TEXTAUSZUG:
*-*-*
Prof. Dr. Hans-Jürgen Kirsch, Moritz Nonnast
Tz. 19
Stand: EL 47 – ET: 06/2022
Die Definition eines biologischen Vermögenswerts (biological asset) ist explizit auf lebende Tiere und Pflanzen beschränkt (IAS 41.5). Nach mehrheitlicher Auffassung im Schrifttum sind dabei bspw. lebende Viren, Bakterien oder Blutzellen, die im Labor gezüchtet werden, nicht im Anwendungsbereich von IAS 41 (vgl. statt vieler Deloitte, iGAAP 2020, Kap. A38, Tz. 2–1; EY, International GAAP 2021, Kap. 42, Tz. 2.3.1; PwC, Manual of accounting 2021, FAQ 33.4.2). Diese Auslegung ist uE zutreffend, da die Formulierungen sowie die in IAS 41 enthaltenen Beispiele von im allgemeinen Verständnis "klassischen" landwirtschaftlichen Tätigkeiten ausgehen und eine Einbeziehung bspw. von Bakterien in den Anwendungsbereich von IAS 41 nicht unerhebliche Implikationen für nicht der Landwirtschaft zuzuordnenden Branchen – va. der Pharmaindustrie – hätte. Dass dies gewollt ist, geht weder aus IAS 41 noch aus den Anhängen zu diesem Standard hervor. Entsprechend lässt sich ableiten, dass der Anbau von Speisepilzen sehr wohl eine landwirtschaftliche Tätigkeit im Sinne von IAS 41 darstellt, obwohl die Pilze selbst in der biologischen Klassifikation neben Pflanzen und Tieren eine eigenständige Kategorie bilden.
*-*-*
Gesammelte Dateneinträge:
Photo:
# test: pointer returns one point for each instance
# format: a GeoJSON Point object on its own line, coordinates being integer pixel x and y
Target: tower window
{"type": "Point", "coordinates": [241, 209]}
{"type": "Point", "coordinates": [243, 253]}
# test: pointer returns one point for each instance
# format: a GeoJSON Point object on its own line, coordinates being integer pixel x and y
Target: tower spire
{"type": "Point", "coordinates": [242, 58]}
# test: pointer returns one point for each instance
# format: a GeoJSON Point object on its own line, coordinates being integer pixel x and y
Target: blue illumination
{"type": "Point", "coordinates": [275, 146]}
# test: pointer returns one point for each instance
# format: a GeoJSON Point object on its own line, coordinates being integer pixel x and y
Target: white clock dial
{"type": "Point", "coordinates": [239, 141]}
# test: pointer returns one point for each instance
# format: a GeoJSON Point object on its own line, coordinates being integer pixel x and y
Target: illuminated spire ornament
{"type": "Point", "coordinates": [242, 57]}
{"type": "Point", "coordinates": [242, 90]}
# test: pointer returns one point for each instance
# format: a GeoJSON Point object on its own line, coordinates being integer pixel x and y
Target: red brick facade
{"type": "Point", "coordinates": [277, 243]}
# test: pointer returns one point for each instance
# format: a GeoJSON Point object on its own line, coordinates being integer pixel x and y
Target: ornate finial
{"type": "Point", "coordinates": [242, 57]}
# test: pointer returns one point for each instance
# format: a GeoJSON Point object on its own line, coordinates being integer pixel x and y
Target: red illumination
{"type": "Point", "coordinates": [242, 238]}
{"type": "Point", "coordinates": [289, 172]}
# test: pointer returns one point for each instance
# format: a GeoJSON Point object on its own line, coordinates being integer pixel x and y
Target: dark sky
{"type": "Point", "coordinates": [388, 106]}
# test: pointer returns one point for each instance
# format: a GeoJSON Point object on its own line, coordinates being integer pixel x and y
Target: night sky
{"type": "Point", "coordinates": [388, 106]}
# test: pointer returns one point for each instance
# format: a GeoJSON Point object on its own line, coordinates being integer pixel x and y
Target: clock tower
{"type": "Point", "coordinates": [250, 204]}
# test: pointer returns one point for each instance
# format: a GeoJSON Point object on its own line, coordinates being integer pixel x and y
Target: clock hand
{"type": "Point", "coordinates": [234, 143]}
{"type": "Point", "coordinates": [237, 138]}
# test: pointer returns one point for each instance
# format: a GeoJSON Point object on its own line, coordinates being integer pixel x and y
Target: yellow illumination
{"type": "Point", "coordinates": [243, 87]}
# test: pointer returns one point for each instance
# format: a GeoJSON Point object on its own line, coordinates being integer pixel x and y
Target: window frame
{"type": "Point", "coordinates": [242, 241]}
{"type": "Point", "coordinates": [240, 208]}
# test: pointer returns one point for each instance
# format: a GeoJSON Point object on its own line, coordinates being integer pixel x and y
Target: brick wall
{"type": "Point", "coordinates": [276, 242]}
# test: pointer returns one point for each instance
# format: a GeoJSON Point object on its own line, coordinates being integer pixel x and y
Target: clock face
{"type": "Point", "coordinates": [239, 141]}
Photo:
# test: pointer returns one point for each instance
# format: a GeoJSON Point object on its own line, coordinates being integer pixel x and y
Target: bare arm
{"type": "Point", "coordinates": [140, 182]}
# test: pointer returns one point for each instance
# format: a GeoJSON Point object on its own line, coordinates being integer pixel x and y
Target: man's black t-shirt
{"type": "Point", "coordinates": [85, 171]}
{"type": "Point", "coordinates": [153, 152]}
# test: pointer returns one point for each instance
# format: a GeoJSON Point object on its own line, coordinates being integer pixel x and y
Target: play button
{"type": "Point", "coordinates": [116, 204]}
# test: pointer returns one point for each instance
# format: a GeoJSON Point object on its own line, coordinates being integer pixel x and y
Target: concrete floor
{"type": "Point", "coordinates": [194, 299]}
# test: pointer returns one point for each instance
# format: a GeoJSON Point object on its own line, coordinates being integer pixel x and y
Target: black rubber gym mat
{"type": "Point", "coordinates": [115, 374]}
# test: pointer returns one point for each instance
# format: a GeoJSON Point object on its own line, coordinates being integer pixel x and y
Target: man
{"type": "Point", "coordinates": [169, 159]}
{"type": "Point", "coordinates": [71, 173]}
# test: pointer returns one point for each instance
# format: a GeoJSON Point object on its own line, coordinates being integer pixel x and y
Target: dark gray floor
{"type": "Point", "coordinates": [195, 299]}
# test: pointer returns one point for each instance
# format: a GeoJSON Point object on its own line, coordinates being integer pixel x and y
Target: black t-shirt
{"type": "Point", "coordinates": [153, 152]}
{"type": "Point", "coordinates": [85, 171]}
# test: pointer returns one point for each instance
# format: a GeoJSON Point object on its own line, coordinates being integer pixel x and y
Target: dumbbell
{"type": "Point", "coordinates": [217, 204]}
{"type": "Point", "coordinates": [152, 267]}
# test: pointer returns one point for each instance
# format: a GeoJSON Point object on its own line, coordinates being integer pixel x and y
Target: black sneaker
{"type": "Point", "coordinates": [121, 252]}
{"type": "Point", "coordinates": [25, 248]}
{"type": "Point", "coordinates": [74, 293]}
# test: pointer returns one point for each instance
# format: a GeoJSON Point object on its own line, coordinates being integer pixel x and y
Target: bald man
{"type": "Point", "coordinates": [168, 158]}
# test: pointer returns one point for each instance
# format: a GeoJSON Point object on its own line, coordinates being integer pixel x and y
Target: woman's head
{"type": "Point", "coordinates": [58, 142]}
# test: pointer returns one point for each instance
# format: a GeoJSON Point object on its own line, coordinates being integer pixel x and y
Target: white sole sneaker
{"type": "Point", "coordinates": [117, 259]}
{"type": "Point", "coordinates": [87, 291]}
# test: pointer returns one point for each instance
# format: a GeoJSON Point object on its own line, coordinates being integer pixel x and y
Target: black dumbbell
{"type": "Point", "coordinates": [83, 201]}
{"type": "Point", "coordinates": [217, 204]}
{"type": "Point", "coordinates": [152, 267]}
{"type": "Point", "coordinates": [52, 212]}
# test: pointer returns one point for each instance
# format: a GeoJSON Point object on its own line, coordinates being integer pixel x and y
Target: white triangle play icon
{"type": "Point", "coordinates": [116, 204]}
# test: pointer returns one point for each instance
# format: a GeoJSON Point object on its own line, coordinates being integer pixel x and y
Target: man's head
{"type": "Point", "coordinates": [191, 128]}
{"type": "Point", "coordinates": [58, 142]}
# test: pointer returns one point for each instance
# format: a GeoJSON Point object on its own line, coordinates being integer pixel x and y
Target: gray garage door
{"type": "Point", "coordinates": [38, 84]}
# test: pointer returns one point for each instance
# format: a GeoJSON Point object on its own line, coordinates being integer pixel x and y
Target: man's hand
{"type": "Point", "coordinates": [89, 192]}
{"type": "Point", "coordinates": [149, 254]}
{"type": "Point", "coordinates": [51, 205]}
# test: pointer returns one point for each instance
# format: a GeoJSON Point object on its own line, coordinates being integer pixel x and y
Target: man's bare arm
*-*-*
ARBEITSAUFTRAG A: Worauf ist die Definition eines biologischen Vermögenswerts laut dem Textauszug zu IAS 41 ausdrücklich beschränkt?
ARBEITSAUFTRAG B: Greife den Textauszug zu biologischen Vermögenswerten nach IAS 41 auf und führe ihn nach seinem letzten Satz weiter.

ÜBUNGSERGEBNIS A: Auf lebende Tiere und Pflanzen (IAS 41.5).

ÜBUNGSERGEBNIS B:
Tz. 20
Stand: EL 47 – ET: 06/2022
Die Fähigkeit zur biologischen Transformation unterscheidet Tiere und Pflanzen von anderen Produktionsfaktoren und va. auch von landwirtschaftlichen Erzeugnissen. Ein biologischer Vermögenswert, bei dem eine biologische Transformation nicht mehr erfolgen kann, ist nicht "lebend" im Sinne der Definition des IAS 41. Der Umstand, dass landwirtschaftliche Erzeugnisse nach der Ernte idR einer weiteren Transformation unterliegen, führt nicht zur Klassifizierung als biologischer Vermögenswert. Werden bspw. Weintrauben bzw. Äpfel nach der Ernte zu Wein bzw. Apfelmus weiterverarbeitet, unterliegen sie zwar einem Veränderungsprozess. Dieser beruht definitionsgemäß jedoch nicht mehr auf einer biologischen Transformation (IAS 41.3; vgl. Lüdenbach/Hoffmann/Freiberg, in: Haufe IFRS-Kommentar, 19. Aufl., § 40, Tz. 6). Mithin sind Produkte aus der Weiterverarbeitung (im vorliegenden Beispiel Weintrauben bzw. Äpfel) regelmäßig als Vorräte iSv. IAS 2 einzustufen (vgl. Tz. 15).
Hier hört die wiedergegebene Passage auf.